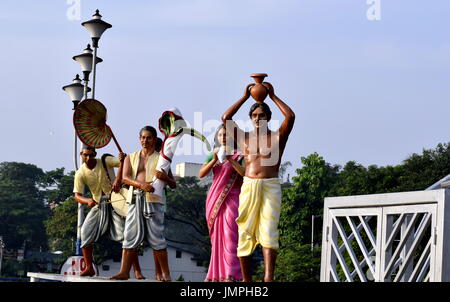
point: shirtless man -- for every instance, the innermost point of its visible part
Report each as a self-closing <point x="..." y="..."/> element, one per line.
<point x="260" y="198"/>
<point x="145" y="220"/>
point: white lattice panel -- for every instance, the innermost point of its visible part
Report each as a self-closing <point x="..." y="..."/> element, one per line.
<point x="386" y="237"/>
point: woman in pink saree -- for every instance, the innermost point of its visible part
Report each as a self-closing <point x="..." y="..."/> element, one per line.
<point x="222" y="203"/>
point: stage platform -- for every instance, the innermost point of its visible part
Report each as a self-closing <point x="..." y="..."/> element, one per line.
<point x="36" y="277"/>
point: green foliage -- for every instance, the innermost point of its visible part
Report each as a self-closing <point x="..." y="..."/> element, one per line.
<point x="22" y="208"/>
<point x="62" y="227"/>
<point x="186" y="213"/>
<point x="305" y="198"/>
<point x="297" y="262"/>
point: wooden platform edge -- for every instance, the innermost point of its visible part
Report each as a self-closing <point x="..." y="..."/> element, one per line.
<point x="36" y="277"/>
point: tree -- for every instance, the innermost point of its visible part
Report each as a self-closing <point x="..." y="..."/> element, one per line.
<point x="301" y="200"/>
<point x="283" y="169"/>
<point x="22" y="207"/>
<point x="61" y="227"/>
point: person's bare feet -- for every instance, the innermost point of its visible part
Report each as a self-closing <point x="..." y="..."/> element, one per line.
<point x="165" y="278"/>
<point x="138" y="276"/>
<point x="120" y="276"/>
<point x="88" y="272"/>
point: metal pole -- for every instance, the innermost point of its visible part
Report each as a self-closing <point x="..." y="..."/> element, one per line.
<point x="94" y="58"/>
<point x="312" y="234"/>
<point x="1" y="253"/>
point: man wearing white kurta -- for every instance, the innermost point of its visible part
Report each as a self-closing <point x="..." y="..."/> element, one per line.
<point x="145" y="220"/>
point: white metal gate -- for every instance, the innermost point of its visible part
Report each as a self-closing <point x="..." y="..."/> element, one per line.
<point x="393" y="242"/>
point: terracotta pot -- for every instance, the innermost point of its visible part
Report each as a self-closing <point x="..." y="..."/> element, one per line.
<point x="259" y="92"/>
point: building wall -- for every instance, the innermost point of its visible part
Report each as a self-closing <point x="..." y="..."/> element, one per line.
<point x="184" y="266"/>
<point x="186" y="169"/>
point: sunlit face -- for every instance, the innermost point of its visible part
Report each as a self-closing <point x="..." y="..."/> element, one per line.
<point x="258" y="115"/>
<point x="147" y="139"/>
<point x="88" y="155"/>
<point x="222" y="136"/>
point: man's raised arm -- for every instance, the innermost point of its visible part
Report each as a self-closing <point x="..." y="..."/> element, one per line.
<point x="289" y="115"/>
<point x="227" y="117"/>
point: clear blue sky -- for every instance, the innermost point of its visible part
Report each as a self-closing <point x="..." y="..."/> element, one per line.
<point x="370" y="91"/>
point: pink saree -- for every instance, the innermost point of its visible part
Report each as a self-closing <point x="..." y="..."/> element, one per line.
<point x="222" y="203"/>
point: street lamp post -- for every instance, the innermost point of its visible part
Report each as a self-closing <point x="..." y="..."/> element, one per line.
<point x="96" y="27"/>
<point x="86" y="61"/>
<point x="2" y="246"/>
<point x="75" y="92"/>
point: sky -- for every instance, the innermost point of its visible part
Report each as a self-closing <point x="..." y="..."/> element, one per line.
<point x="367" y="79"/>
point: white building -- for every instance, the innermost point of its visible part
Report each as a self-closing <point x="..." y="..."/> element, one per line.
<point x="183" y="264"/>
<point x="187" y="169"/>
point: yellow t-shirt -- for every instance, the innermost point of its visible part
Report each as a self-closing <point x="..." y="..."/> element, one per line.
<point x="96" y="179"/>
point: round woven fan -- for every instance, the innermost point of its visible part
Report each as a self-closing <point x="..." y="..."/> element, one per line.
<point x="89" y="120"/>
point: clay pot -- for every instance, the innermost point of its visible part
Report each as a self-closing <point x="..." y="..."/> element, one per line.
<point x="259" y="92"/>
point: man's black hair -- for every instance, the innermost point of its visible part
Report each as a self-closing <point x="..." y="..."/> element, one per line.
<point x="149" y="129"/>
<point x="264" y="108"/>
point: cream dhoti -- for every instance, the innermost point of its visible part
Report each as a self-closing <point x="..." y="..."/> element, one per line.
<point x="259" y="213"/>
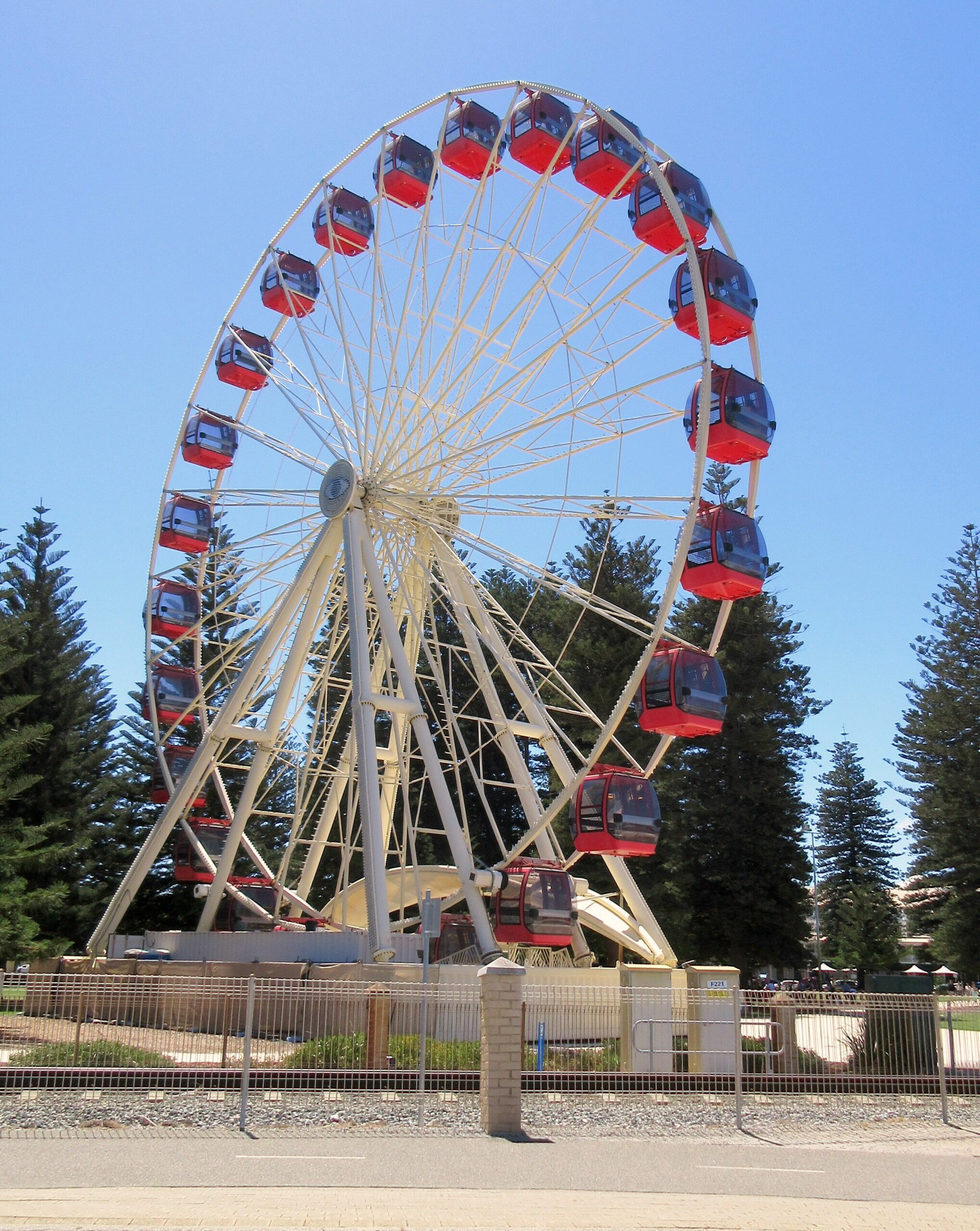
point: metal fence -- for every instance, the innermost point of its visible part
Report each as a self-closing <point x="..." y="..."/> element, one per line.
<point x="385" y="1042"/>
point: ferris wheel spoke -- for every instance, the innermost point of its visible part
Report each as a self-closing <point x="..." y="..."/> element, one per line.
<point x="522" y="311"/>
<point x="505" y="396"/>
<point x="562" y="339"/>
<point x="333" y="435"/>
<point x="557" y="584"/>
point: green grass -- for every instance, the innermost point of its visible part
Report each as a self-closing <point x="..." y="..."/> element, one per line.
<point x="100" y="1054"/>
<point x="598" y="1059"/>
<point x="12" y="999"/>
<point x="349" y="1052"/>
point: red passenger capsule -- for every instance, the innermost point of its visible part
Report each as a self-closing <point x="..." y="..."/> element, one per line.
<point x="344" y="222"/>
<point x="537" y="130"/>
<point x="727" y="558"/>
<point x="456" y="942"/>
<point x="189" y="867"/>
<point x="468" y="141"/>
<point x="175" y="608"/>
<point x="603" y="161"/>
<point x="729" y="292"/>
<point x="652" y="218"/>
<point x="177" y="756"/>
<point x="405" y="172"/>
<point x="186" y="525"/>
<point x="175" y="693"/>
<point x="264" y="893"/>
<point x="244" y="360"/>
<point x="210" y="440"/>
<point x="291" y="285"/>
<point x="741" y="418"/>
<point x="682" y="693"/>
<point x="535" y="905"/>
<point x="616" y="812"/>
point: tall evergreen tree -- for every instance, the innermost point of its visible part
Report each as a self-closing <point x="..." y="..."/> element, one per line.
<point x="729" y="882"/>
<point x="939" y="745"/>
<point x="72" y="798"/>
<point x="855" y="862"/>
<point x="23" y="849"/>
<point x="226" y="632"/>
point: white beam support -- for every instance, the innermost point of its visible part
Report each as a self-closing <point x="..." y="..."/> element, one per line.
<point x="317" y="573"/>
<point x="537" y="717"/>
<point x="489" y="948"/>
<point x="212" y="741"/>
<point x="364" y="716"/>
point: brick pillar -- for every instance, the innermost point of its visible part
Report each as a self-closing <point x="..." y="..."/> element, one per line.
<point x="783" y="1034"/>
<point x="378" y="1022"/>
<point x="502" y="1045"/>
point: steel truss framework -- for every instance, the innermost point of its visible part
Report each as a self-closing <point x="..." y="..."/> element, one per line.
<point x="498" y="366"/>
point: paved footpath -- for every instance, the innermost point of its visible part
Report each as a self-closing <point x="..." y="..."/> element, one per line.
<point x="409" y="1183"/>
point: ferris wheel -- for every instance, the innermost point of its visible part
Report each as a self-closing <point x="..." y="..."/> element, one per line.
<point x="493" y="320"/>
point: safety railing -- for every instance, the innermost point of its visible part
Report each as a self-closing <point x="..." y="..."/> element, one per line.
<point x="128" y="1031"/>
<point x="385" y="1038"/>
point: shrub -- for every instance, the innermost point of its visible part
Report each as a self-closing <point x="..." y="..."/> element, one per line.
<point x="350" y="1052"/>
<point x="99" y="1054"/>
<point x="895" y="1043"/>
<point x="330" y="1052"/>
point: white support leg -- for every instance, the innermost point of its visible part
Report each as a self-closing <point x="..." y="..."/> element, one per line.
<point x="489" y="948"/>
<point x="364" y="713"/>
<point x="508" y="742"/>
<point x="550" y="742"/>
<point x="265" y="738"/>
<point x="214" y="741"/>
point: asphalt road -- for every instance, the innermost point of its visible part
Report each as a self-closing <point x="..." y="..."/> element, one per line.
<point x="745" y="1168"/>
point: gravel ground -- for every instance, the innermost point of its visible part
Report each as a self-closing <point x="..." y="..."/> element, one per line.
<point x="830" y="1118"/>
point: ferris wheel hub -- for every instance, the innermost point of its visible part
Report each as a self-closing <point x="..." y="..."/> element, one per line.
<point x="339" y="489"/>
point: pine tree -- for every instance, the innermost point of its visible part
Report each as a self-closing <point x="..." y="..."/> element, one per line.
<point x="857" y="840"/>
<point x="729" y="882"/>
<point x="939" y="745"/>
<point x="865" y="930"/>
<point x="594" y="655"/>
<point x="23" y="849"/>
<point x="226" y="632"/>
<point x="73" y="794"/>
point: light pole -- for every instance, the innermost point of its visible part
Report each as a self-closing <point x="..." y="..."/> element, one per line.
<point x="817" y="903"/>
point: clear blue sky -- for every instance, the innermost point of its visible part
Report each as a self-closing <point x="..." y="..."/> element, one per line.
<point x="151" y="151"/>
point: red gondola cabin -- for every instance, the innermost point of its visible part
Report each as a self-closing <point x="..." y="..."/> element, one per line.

####################

WHAT YOU SHOULD DO: Please format the lines of the entries above, from the line containing "point: red gondola" through the end of the entries, as a JSON list of strings with one string per line and blank lines omitted.

TASK RESPONSE:
[
  "point: red gondola cabin -- for every instance, the innermost point of its visible part",
  "Report each as a self-closing <point x=\"...\" y=\"...\"/> element, one per line."
]